• _GIVEN TEXT_
********************
So, you want to make it work, the second time around. 

You & me both. 

What can we do to reduce the odds of our second or subsequent marriages ending in divorce.


1. Communication: This sounds like a no-brainer, right? It's such a simple idea, that we overlook it. Communication in key in any marriage, but in a second marriage, it's just as or even more important that we communicate with our spouse. We must communicate our needs, our bottom line, and we can't expect our spouse to read our mind.

Keep in mind, when communicating with your spouse, it's not only what you say, but the way you say it that counts. Pay close attention to your body language, tone of voice, choice of words, gestures & mannerisms. 


 2. Fight Fair: Cooperative communication it great, but we all know how quickly talking can escalate into arguing. There's nothing wrong with couples who have disagreements, arguments, and, yes, even fights. No, I don't mean the knock down, black eye kind of fights. If your spouse ever resorts to physical abuse, you need to get out of the marriage. But fighting is normal. Actually, couples who seldom or never fight- often harbor resentment.

How do we fight fair? We make an effort not to push the other person's buttons. We limit the scope of the argument to the relevant issues. Never bring up past mistakes. If you've forgiven your spouse for a past blunder, then keep your word & leave the past where it belongs...in the past.
3. Set Boundaries & Rules (and stick to them): Couples argue. That's a fact. Women & men have different ideas about how to settle disagreements. That's another fact. My husband & I used to argue about stupid things and then it would turn into something bigger. When it did, he would storm out (of course, without stopping to calmly tell me where he was going), and then to make me even crazier, he would turn off his phone so that I couldn't reach him. When you have a pissed off woman who is crying and you storm out and then refuse to take her call...let me tell you, she does not calm down very easily. This became a huge issue in our marriage.

Referring back to #1-communication, we weren't doing a very good job. When we argued, I got emotional. Yup, I'm a chick. I screamed, yelled, cried, threw things (well maybe I shouldn't admit to the last one), and my tone grew louder and more sarcastic with each word. Sound familiar, anyone? It's okay, you don't have to admit to it.

 So we weren't communicating & we damn sure didn't know how to fight fair. What my husband didn't know, was that by walking out on me, he scared the hell out me. What I didn't know, was that he wasn't walking out on me, he just needed to get away from my emotional, hormonal outburst, before he said something he didn't mean & would later regret.

Once we explained our fears & feelings to each other & understood how the other felt, we'd taken the first step. We eventually set some ground rules for our fights. I know...I know- sounds horrible the need to set rules for future fights. But, hey, it works. When things get heated between us (not in the good passionate heated way) and the fighting escalates, we've agreed (ahead of time), that if he needs to get away, he can leave the room (not the house) without me following & yelling. In return, he recognizes that he must return when things have calmed down so we can resolve the issue.

4. Trust: Earn it, keep it, be worthy of it & never ever break it. Be truthful. Having lies & secrets will create distance.
********************
• _EXTRACTED INFORMATION_
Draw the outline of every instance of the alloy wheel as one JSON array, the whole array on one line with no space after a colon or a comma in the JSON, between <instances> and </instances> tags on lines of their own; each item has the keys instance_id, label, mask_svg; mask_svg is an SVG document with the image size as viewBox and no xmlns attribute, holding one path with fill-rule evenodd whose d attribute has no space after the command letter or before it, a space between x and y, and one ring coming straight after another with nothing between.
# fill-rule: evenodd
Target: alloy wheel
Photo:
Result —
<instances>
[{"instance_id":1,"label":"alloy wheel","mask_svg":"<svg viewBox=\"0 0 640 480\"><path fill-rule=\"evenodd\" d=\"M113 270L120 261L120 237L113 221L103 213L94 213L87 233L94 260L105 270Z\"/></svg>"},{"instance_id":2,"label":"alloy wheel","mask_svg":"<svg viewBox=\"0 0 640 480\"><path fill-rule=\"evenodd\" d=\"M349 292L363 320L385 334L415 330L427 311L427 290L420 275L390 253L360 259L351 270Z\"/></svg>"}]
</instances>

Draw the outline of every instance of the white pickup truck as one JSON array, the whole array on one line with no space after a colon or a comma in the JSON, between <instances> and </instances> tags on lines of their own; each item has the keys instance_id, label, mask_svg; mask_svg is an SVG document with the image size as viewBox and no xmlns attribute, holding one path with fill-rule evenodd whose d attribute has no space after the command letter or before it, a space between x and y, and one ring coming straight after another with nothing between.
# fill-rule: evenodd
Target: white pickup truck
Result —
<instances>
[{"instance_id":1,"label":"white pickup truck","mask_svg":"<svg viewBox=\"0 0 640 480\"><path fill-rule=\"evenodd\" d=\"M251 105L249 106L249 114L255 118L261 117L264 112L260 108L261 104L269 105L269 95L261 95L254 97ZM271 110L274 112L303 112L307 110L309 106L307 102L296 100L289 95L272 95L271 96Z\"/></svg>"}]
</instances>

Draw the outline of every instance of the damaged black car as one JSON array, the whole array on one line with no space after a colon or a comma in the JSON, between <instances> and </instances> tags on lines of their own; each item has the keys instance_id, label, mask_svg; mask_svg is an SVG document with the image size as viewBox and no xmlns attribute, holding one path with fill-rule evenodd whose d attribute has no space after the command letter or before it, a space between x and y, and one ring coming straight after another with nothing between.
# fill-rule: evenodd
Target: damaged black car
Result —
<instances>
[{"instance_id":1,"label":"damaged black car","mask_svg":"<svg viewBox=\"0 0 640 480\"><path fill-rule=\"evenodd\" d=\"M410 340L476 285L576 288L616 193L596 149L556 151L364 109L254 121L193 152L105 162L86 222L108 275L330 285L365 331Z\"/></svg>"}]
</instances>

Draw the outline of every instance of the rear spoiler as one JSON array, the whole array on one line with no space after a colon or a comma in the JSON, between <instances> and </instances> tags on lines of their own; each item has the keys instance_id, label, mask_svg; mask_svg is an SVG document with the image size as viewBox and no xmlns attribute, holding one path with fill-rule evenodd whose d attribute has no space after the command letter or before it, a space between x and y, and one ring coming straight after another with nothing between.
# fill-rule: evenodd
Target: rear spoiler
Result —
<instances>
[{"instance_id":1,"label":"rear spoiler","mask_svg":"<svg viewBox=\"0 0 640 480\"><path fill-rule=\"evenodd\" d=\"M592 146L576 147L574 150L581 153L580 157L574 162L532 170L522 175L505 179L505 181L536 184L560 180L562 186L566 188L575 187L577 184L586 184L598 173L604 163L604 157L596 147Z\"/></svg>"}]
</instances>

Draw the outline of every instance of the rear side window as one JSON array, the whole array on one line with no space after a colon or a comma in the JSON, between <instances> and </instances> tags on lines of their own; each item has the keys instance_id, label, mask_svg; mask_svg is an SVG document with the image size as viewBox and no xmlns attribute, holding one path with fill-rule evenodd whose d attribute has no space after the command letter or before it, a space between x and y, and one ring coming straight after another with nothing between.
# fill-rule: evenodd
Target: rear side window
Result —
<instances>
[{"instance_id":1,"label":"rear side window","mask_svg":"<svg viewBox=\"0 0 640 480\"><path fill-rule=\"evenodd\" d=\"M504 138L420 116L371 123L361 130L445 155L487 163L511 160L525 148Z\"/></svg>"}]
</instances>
********************
• _REQUEST_
Which headings does the piece on second marriages give its numbered tips?

• _ANSWER TO THIS PROBLEM_
1. Communication
2. Fight Fair
3. Set Boundaries & Rules (and stick to them)
4. Trust